Rewrite the lines below, swapping "window frame" for "door frame" wherever it occurs and changing nothing else.

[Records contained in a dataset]

-- Begin --

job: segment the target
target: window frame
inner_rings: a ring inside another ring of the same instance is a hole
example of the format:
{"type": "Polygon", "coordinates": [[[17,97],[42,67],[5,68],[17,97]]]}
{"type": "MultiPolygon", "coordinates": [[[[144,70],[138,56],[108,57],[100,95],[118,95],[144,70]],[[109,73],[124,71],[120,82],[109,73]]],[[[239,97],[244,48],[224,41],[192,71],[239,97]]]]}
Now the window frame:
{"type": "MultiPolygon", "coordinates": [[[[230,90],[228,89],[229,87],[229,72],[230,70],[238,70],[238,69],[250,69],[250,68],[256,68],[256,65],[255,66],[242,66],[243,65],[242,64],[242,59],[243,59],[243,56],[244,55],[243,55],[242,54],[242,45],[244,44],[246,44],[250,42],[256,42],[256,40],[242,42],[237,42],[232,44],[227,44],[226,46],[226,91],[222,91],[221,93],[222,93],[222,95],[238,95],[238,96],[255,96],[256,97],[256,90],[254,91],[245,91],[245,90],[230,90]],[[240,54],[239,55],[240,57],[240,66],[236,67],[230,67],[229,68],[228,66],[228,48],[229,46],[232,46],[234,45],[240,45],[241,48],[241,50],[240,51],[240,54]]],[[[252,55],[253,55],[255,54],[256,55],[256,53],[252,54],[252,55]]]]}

-- End --

• **Output below**:
job: segment the target
target: door frame
inner_rings: a ring inside another ring of the same instance is a hole
example of the format:
{"type": "Polygon", "coordinates": [[[17,97],[42,67],[5,68],[17,97]]]}
{"type": "MultiPolygon", "coordinates": [[[[144,70],[138,56],[108,57],[100,95],[118,95],[144,70]],[[109,73],[124,71],[120,82],[109,73]]],[[[239,97],[244,48],[224,41],[192,71],[239,97]]]]}
Now the door frame:
{"type": "MultiPolygon", "coordinates": [[[[230,90],[228,89],[229,87],[229,72],[230,70],[238,70],[238,69],[250,69],[250,68],[256,68],[256,65],[255,66],[242,66],[243,65],[242,64],[242,59],[243,59],[243,56],[244,55],[243,55],[242,54],[242,45],[244,44],[246,44],[250,42],[256,42],[256,40],[242,42],[237,42],[232,44],[227,44],[226,46],[226,91],[222,91],[221,93],[222,93],[222,95],[238,95],[238,96],[255,96],[256,97],[256,90],[254,91],[245,91],[245,90],[230,90]],[[240,54],[239,55],[240,57],[240,66],[236,67],[230,67],[229,68],[228,66],[228,48],[229,46],[232,46],[234,45],[240,45],[241,48],[241,50],[240,51],[240,54]]],[[[252,55],[253,55],[255,54],[256,55],[256,53],[252,54],[252,55]]]]}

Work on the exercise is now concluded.